* **ASSIGNMENT 1**:
From the report on alcohol and cancer, reproduce the stretch from "WHO urges greater" through "in reducing consumption.".
* **ASSIGNMENT 2**:
Answer these questions using the report on alcohol and cancer:
(a) Which office of the World Health Organization urged European governments to adopt tough policies on alcohol?
(b) How many new cases of cancer did alcohol cause in the EU in 2020?
(c) According to 2018 data, what was the cost of premature deaths from alcohol-related cancer?

WHO urges greater control over alcohol sales

COPENHAGEN (EFE).— The European regional office of the World Health Organization (WHO) urged European governments to adopt tough policies to reduce alcohol consumption.
These types of drinks are linked to tens of thousands of cancer deaths each year and millions in economic losses .
Measures such as increasing alcohol taxes or minimum prices, raising the minimum purchase or consumption age, reducing sales hours or volumes, banning advertising, or establishing state sales monopolies have proven effective in reducing consumption.
This was stated by WHO-Europe and the International Agency for Research on Cancer (IARC).
The European Union (EU) is the subregion with the highest alcohol consumption in the world, and cancer is the leading cause of death there.
In 2020, alcohol caused a total of 111,300 new cases of cancer—70% of them in men—and 93,000 deaths in the EU.
According to 2018 data, the cost of premature deaths from alcohol-related cancer was €4.6 billion.
A figure that would increase by "tens of billions" more if expenses for hospitalizations, injuries, violence, and lost productivity were taken into account.

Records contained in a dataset
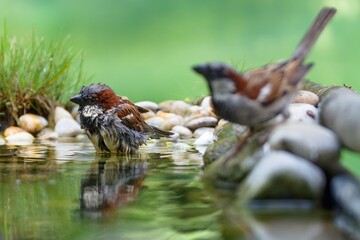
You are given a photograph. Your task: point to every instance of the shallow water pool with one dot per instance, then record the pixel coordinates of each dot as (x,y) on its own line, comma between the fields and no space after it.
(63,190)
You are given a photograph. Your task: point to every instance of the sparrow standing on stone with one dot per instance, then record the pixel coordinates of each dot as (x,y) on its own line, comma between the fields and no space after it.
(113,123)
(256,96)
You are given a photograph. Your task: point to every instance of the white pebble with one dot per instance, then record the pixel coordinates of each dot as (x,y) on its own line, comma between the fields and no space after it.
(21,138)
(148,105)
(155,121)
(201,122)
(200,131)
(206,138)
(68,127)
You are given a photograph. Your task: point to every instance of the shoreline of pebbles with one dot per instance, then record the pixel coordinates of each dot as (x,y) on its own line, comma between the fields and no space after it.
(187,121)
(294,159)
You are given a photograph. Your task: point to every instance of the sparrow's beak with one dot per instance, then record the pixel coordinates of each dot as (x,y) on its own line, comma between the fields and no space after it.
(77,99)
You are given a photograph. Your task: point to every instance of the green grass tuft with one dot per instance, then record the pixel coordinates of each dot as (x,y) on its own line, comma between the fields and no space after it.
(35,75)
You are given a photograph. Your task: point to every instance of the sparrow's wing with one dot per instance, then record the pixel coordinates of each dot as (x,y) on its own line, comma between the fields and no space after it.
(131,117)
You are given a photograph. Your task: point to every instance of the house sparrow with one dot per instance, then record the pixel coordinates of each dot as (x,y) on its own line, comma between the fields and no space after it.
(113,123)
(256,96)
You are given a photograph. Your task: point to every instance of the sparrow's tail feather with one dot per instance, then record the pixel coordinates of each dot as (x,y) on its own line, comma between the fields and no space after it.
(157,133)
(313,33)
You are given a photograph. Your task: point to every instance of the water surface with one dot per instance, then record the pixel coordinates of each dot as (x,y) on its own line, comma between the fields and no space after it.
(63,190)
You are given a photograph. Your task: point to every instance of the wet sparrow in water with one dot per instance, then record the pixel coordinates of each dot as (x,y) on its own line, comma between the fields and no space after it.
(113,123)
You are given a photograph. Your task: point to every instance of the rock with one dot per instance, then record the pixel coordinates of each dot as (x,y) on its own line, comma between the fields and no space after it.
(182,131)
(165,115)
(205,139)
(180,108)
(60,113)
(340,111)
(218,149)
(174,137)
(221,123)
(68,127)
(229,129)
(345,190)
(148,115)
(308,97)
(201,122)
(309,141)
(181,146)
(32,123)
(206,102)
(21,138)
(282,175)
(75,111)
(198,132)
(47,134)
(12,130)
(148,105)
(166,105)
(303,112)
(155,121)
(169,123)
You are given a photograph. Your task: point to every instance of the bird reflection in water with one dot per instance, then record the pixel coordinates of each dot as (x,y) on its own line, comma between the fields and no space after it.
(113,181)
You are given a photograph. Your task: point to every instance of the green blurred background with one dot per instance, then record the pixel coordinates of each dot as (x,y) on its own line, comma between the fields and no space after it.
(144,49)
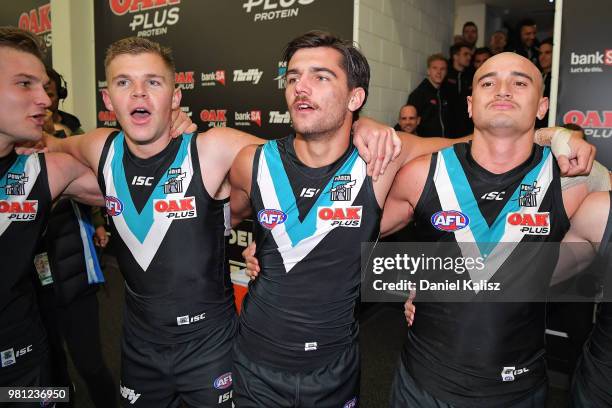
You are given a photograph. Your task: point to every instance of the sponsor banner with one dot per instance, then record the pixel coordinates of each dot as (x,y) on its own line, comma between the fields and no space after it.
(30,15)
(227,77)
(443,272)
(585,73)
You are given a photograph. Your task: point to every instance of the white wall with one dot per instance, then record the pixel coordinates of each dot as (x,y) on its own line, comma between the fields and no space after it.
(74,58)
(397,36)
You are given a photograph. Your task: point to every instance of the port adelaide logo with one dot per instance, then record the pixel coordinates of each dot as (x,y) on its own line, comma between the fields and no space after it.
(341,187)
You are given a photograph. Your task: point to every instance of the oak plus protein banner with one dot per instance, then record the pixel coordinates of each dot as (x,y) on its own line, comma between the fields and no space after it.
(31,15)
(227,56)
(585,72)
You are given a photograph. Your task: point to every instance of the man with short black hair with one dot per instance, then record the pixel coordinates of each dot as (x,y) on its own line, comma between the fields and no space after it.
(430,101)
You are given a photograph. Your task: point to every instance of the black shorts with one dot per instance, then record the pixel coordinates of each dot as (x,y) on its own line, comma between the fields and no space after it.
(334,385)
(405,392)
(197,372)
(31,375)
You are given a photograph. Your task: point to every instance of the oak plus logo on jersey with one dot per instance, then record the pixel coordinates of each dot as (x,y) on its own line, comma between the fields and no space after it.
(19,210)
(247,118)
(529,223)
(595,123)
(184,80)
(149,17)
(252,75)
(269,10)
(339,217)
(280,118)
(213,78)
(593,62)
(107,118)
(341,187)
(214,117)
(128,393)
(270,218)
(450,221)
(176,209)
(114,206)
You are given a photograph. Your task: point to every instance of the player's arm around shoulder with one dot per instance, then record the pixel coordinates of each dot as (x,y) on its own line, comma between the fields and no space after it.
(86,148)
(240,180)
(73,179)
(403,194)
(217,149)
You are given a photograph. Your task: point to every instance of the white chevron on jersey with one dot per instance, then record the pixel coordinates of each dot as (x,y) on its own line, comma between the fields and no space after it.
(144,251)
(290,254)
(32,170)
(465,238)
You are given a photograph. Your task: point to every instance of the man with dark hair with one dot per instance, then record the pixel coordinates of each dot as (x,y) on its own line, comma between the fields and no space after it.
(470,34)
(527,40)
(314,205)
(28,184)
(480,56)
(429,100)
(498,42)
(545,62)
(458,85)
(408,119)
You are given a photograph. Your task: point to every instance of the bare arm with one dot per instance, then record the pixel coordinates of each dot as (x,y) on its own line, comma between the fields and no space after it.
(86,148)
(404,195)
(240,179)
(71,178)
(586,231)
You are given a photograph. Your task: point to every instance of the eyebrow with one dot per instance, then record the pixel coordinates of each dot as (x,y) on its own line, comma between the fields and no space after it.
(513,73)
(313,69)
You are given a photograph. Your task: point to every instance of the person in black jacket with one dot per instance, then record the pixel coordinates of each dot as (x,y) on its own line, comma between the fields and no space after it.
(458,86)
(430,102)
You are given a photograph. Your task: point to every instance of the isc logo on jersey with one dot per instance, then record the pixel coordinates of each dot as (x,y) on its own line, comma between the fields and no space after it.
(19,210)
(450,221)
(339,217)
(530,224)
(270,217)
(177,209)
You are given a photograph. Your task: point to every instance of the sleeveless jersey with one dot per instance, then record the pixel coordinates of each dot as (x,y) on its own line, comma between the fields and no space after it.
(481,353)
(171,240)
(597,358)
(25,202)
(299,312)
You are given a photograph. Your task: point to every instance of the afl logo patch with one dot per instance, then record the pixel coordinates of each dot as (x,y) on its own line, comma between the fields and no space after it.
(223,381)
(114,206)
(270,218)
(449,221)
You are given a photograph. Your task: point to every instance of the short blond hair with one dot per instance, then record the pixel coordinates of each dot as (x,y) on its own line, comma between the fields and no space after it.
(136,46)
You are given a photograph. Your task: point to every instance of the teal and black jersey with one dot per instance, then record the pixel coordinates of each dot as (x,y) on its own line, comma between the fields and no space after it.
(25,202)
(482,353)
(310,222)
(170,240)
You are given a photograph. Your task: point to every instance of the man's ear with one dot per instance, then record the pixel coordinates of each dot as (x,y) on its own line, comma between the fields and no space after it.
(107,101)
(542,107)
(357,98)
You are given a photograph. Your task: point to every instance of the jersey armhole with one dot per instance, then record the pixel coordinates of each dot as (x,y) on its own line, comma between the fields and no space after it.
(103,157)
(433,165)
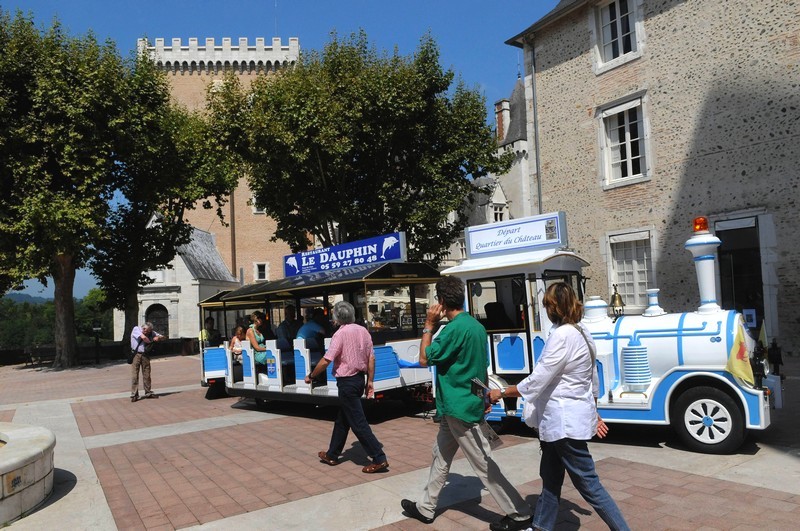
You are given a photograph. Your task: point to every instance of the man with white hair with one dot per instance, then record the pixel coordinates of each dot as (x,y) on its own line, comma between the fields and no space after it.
* * *
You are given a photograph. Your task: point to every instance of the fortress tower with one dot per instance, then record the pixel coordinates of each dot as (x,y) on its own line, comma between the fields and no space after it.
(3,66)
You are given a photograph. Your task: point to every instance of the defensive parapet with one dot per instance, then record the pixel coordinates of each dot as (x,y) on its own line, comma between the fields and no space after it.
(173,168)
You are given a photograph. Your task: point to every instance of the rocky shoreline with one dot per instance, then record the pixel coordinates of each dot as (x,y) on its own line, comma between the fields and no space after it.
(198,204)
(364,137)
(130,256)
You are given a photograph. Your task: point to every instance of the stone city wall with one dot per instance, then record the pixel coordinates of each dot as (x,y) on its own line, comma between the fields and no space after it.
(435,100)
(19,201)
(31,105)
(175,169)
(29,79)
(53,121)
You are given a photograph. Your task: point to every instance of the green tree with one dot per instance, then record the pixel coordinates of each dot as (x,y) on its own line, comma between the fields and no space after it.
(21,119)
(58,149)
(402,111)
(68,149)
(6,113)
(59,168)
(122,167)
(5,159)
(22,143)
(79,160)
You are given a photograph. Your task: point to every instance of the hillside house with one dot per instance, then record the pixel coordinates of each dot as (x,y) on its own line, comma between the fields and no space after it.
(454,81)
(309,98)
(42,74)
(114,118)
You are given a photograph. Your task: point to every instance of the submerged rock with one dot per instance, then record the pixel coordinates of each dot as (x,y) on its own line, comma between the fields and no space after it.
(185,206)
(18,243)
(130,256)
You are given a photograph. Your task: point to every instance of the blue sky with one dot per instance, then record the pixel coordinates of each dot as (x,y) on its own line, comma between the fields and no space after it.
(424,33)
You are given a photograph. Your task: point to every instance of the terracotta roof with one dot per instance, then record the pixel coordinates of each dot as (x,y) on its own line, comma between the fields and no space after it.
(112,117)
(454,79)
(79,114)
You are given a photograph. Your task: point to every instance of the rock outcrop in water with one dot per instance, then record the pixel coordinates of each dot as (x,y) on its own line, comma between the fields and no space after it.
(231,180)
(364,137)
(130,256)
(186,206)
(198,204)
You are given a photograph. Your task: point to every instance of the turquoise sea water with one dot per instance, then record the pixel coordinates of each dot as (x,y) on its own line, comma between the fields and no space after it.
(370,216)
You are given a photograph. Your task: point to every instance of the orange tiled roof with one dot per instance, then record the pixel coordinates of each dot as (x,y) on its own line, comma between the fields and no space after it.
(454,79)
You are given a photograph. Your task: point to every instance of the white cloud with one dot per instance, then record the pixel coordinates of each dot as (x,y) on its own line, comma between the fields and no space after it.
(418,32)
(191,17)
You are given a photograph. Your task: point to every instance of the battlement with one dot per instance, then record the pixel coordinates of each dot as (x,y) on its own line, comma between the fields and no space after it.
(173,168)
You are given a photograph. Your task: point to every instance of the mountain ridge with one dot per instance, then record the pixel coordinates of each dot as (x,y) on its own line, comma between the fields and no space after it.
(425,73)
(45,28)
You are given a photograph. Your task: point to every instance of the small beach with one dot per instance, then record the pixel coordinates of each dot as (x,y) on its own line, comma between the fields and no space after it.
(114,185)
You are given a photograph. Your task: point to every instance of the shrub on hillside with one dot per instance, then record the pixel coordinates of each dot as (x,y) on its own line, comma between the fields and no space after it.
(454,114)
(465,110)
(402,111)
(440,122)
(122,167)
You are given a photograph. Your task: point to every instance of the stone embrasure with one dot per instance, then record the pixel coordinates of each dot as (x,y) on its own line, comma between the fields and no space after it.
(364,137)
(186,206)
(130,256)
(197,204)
--
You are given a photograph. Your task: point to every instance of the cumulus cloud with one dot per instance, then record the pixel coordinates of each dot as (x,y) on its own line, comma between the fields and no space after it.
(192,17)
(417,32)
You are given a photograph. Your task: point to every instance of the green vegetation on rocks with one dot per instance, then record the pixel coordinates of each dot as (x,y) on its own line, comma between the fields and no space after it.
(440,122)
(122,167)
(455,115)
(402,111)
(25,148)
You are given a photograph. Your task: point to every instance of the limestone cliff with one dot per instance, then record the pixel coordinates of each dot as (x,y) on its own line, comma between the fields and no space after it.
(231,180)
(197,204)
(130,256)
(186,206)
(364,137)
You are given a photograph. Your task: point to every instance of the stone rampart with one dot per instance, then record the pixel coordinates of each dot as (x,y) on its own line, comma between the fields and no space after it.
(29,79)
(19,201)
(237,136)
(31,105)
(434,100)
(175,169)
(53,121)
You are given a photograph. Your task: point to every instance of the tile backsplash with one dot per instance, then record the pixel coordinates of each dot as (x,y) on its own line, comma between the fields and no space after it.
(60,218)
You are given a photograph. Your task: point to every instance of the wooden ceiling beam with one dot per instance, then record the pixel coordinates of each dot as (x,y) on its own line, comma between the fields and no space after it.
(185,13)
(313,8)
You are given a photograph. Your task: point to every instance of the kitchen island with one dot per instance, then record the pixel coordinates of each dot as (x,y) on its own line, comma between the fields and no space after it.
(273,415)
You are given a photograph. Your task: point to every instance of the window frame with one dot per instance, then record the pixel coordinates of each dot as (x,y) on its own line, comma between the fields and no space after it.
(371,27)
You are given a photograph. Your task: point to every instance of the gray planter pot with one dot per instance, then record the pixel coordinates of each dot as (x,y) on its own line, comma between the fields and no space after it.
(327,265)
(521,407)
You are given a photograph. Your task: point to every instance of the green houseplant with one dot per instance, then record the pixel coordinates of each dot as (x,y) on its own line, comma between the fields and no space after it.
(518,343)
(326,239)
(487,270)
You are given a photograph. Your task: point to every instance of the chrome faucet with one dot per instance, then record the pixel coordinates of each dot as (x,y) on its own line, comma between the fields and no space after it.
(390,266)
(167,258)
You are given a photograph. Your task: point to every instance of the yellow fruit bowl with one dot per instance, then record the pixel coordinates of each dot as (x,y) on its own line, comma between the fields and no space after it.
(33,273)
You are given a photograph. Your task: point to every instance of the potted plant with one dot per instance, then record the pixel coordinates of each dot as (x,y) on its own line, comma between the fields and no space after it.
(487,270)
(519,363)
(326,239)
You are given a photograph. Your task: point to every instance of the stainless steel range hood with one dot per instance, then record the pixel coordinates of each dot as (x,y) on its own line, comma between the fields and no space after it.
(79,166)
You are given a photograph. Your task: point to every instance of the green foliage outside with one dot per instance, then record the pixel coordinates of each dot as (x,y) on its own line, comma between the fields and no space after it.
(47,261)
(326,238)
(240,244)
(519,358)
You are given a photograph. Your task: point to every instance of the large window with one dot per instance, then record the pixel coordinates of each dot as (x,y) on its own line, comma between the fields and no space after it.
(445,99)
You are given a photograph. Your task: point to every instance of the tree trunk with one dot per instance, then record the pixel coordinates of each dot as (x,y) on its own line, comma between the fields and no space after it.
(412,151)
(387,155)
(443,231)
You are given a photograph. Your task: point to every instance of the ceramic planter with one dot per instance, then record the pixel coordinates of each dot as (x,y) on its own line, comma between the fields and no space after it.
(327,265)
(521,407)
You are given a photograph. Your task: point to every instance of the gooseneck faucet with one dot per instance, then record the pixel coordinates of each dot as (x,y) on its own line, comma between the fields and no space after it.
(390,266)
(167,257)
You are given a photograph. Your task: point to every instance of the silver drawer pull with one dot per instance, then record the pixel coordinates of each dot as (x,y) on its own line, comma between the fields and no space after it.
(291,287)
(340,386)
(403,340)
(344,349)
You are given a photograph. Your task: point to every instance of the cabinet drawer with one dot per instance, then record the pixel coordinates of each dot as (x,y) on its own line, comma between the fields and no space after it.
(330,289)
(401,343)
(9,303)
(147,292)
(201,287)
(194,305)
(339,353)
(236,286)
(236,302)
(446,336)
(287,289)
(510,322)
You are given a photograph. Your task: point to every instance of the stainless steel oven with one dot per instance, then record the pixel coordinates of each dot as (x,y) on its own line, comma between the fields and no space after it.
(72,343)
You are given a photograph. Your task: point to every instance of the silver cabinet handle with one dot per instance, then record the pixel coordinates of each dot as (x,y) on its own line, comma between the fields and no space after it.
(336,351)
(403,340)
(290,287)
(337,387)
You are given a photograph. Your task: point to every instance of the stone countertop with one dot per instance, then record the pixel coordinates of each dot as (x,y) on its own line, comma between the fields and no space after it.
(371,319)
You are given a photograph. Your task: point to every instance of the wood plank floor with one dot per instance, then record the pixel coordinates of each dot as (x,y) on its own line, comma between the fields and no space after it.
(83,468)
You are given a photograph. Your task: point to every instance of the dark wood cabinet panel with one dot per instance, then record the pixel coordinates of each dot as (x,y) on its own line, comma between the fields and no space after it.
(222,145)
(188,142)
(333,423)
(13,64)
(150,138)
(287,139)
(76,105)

* **ANSWER SECTION 1**:
WHO urges greater control over alcohol sales

COPENHAGEN (EFE).— The European regional office of the World Health Organization (WHO) urged European governments to adopt tough policies to reduce alcohol consumption.
These types of drinks are linked to tens of thousands of cancer deaths each year and millions in economic losses .
Measures such as increasing alcohol taxes or minimum prices, raising the minimum purchase or consumption age, reducing sales hours or volumes, banning advertising, or establishing state sales monopolies have proven effective in reducing consumption.

* **ANSWER SECTION 2**:
(a) The European regional office.
(b) 111,300.
(c) €4.6 billion.